— START Quoted passage —
Beam, who started out as a solo act with a guitar, writes meaningful music with evocative and deeply layered lyrics that speak to concerns about love, life and death. He reaches a resonant place within, quietly and without any overt emotional display. His imagery is complex and avoids the pitfall of cliché that afflict the mediocre writing of many of his peers. More than anything it is his ability to create an all-encompassing atmosphere of aching intimacy, alternately forlorn and poignant, that separates him from the crowd.

Beam, a visual artist and film maker, was making his living teaching when his friend, Ben Bridwell, brought a demo tape of his to Sub Pop records which launched his musical career. His rise has been steady and his fan base has expanded to the point where he is now releasing an album with Nonesuch.

Ghost on Ghost is Iron and Wine's fifth full-length album and with it, Sam Beam is continuing to move in new directions. This album has a dreamy, jazzy quality to it along with a full band which will be a departure for fans of his solo work. About that dreamy quality, Beam said, "music, if you let it hit you, can always have a dreamy quality. It depends what kind of dreams you have. It is... art. We have an immediate emotional reaction to the wavelength."

That dreamy quality is not just in his soaring falsetto and instrumentation; it is also in the lyrics. Through his words, Beam, with his roots in visual art and film-making, conjures pictures. Beam acknowledges this: "I have a background in art so I'm definitely drawn to a visual style of communication. They're songs but I treat them a lot like poems rather than diary entries or an opportunity to put something on a soapbox or grandstanding. They're more observational."

When questioned about poetic influences (Beam cited Norman Dubie as a favorite poet) in his music, he had this to say, "As far as approaching a song more like a poem, it's more of a visceral, physical language. It's much less about describing how you feel about something and more about discovering how you feel about something by describing it. I enjoy the description of action, I like dialogue, I like nature imagery. All kinds of stuff that I put together and see what happens." Water is a particular favorite image of his. When asked about it, Beam replied energetically, "I love water. As far as writing goes it's a classic metaphor for life. We come from it. You can think of it as always moving. It's such a generous image that it's inevitable that you return to it. It has religious symbology. It's a huge part of our experience."
— END Quoted passage —
— START Extracted material —
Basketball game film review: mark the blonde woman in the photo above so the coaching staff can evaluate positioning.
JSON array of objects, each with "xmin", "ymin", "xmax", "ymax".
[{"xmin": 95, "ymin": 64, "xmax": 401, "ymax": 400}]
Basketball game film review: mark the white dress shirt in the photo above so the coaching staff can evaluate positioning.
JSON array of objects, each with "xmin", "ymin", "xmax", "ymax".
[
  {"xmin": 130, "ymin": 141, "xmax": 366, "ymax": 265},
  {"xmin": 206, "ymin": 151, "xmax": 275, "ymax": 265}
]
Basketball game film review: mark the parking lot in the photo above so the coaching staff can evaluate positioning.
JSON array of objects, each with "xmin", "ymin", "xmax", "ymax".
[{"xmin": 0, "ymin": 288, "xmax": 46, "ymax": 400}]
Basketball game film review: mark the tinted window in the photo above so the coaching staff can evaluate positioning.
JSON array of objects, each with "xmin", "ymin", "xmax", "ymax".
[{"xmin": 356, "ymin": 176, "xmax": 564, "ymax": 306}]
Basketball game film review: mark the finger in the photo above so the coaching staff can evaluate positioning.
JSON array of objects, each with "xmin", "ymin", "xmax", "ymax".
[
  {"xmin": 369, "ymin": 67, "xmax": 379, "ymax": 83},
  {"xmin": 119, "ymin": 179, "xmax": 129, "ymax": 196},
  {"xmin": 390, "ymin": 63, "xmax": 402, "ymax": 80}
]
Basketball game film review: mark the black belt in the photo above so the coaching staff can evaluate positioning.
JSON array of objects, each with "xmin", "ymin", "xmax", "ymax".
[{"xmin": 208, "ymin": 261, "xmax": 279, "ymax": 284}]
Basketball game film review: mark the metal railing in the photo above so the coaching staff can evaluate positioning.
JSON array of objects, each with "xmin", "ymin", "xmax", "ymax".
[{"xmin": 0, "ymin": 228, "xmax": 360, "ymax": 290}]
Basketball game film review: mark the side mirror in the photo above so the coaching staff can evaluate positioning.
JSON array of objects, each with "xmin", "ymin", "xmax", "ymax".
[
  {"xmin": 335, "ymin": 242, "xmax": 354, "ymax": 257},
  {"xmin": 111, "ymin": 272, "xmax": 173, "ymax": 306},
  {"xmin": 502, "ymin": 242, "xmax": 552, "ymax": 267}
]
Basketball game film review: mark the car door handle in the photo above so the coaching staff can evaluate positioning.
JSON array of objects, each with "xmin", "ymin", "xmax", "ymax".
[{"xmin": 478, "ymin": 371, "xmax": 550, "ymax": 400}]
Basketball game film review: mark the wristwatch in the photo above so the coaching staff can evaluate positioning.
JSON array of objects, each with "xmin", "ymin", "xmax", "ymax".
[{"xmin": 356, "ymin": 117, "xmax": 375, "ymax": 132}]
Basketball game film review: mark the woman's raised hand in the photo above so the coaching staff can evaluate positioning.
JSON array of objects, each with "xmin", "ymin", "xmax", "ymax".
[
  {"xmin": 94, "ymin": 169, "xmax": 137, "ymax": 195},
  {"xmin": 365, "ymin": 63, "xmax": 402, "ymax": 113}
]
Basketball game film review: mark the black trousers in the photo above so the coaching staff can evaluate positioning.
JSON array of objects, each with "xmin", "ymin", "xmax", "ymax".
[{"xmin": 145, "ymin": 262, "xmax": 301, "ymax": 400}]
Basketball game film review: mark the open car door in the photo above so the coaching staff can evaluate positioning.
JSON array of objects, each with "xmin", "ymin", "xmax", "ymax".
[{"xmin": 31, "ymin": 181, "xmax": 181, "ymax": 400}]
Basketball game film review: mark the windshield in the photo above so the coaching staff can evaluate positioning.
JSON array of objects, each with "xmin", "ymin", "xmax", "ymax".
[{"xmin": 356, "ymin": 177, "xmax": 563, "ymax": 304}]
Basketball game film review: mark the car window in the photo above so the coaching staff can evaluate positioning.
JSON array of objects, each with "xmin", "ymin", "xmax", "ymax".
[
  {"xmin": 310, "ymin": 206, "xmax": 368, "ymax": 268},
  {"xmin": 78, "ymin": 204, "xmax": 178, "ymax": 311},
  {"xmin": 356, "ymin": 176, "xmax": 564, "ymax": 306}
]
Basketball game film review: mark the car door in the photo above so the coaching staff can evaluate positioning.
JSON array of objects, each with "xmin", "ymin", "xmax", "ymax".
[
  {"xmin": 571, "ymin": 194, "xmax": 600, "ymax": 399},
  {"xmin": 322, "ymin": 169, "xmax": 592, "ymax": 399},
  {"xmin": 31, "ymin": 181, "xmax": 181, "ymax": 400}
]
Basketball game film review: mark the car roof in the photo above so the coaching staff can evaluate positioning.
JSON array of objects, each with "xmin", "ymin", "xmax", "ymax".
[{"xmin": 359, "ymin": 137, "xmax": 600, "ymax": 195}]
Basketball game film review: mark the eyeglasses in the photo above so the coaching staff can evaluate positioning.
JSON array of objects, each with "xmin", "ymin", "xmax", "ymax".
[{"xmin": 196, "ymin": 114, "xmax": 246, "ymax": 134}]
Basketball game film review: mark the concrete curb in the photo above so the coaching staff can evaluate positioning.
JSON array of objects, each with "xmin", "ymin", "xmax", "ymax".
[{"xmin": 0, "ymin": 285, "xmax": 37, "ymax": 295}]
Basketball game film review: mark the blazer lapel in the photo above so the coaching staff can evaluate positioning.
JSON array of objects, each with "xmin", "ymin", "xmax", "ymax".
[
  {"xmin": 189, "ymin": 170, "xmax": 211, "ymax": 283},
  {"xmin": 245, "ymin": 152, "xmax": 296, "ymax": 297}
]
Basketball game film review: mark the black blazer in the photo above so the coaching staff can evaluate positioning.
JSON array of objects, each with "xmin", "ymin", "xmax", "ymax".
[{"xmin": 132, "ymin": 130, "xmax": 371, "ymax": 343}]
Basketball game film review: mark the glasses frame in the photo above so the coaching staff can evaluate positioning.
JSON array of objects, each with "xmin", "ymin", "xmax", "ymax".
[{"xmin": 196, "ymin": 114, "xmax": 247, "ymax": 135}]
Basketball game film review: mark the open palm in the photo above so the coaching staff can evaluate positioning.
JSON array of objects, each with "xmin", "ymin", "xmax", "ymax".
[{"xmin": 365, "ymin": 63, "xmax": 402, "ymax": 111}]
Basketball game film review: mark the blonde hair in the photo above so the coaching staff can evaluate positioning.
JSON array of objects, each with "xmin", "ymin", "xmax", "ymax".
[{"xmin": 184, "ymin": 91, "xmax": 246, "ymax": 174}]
— END Extracted material —
Goals:
- a) Which people does the Iron and Wine article name?
- b) In the Iron and Wine article, where did Ben Bridwell take Beam's demo tape?
- c) Resume the Iron and Wine article from where it stops.

Answers:
- a) Sam Beam, Ben Bridwell, Norman Dubie

- b) To Sub Pop records.

- c)
The one constant that remained when the music industry experienced its massive upheaval was a certain mature and educated audience hungering for a stronger and deeper connection with the music they listen to. They don't want vapid and forgettable pop songs and they expect their favorite singer-songwriters to give them something more meaningful. Sam Beam provides that connection through his particular vision and approach to archetype: "We have just a few things that we're really interested in. There's what you want, there's what you love, your acceptance of your ideas of the universe to help things make sense, these kinds of elements. We always want something and that's what drama and conflict are all about. Some songs are more clearly written than others. I try to boil it down to something at a human level and then place it in a familiar, physical atmosphere that people can relate to which usually involves some vision of nature or something that people will understand."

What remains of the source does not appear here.